Saved data entries:
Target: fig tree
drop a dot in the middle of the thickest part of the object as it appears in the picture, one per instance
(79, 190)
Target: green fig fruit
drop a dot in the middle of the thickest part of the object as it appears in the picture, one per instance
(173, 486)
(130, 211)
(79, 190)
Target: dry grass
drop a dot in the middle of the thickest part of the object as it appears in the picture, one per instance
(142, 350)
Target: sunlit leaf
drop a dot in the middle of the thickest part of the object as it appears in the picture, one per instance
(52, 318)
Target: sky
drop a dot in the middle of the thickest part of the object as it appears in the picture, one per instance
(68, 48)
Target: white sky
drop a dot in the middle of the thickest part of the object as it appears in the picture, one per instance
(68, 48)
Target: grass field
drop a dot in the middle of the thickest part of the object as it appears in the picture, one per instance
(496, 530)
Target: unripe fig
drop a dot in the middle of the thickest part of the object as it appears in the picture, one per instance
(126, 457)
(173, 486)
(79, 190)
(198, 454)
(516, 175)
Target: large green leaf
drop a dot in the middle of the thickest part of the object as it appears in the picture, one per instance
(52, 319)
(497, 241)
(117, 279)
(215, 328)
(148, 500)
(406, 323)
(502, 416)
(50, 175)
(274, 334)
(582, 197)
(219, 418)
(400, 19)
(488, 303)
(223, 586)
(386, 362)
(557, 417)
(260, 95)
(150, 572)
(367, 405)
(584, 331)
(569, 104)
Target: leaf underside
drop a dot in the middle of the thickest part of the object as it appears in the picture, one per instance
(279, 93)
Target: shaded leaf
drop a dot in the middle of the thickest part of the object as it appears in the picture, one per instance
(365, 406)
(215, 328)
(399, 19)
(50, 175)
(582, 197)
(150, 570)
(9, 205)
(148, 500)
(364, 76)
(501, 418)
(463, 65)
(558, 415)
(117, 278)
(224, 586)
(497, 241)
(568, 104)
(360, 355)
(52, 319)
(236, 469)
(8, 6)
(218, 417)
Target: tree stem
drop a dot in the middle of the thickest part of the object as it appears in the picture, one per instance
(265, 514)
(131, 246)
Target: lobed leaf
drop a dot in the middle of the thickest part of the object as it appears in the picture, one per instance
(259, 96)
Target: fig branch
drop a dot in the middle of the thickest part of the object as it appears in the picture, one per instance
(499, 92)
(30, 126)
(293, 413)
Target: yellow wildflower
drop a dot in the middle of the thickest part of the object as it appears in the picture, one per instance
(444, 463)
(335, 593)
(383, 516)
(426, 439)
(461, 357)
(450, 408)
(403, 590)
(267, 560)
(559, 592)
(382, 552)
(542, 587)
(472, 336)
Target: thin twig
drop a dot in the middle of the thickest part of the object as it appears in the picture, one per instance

Work to be completed
Please copy out every line shown above, exactly.

Written solution
Target: fig tree
drop a dot in the middle of the thickest part of the object as it appears in the picture, one per instance
(79, 190)
Target: green fig fruit
drop a dot in the middle of the thickest part of the object as it appears in the picture, one per instance
(173, 486)
(130, 211)
(79, 190)
Target: dry grass
drop a dot in the middle of the thickest part of the object as it appears in the picture, one per instance
(142, 350)
Target: sunlit leaf
drop a dot in the middle of the thickest part of the object as it appears in the picture, one per instance
(52, 318)
Target: sky
drop a dot in the middle of the thickest part of the object as it appears in the picture, one per instance
(68, 48)
Target: white sky
drop a dot in the middle of the thickest part of the object as it appears in the picture, one per instance
(68, 48)
Target: grass field
drop a dot in the middle of the thickest part of the object as it appears in the picture, one per instance
(496, 530)
Target: unripe fig
drop a dot in the middle of the thickest part of the object as it appears in the picture, one per instance
(126, 457)
(173, 486)
(79, 190)
(198, 454)
(516, 175)
Target: large green leaf
drop a dot in the middle of the thickest part of the object as it appears in the picture, one per instance
(52, 319)
(497, 241)
(117, 279)
(215, 328)
(148, 500)
(406, 323)
(502, 416)
(50, 175)
(274, 334)
(582, 197)
(219, 418)
(400, 19)
(488, 303)
(223, 586)
(386, 362)
(557, 417)
(260, 95)
(150, 572)
(367, 405)
(584, 331)
(569, 104)
Target: leaf underside
drop a dot in the middle of the thickest part of the object as it appears in the picture, one per instance
(279, 93)
Target: shaded leaf
drop a dot in the middle of the thickest part of the object as it appears in the picture, one per instance
(365, 406)
(215, 328)
(399, 19)
(50, 175)
(582, 197)
(150, 570)
(9, 205)
(148, 500)
(364, 76)
(501, 418)
(463, 65)
(558, 415)
(117, 278)
(224, 586)
(497, 241)
(568, 104)
(360, 355)
(52, 319)
(236, 469)
(8, 6)
(218, 417)
Target: tree stem
drop a dot in the middle of the thickest part of the object as it appears in the picture, one per instance
(265, 514)
(131, 246)
Target: lobed leaf
drop a dot in the middle of the thickest part of the object as it appears in the picture, one per instance
(259, 96)
Target: fig branch
drop a dot in the middle of the thickest part of the object as it appears in the picture, one per instance
(499, 92)
(30, 126)
(293, 413)
Target: yellow wildflower
drop a dot in the middle of the thickest part of the object as it appears in the picture, one per instance
(444, 463)
(335, 593)
(383, 516)
(426, 439)
(461, 357)
(450, 408)
(403, 590)
(267, 560)
(559, 592)
(382, 552)
(542, 587)
(472, 336)
Target: thin twig
drop a dot in the middle of the thickest part of the object as it appears in the picture, one per instance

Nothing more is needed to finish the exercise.